Collected data entries
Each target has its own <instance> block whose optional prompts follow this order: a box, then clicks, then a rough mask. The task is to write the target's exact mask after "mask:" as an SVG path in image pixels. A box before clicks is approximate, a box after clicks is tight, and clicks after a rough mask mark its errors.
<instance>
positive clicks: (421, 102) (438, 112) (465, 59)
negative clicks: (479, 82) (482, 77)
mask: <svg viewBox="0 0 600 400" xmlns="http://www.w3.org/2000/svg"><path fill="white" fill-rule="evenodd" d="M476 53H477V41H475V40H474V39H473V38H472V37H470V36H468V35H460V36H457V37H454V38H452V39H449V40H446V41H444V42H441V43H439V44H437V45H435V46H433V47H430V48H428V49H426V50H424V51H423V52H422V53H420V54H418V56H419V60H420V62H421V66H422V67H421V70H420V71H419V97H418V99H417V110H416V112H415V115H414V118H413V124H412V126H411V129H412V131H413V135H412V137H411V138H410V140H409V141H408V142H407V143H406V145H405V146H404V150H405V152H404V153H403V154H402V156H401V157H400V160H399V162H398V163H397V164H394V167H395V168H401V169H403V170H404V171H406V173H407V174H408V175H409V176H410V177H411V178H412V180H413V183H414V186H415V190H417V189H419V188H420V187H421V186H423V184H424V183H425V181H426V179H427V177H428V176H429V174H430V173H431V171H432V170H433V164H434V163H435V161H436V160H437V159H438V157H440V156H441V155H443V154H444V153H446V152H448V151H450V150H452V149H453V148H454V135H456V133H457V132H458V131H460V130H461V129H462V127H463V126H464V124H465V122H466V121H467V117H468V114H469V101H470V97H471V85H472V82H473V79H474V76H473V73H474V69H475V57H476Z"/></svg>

# WORK ITEM
For the records above, count the lines holding the word "instance" and give only that number.

# FINISHED TASK
2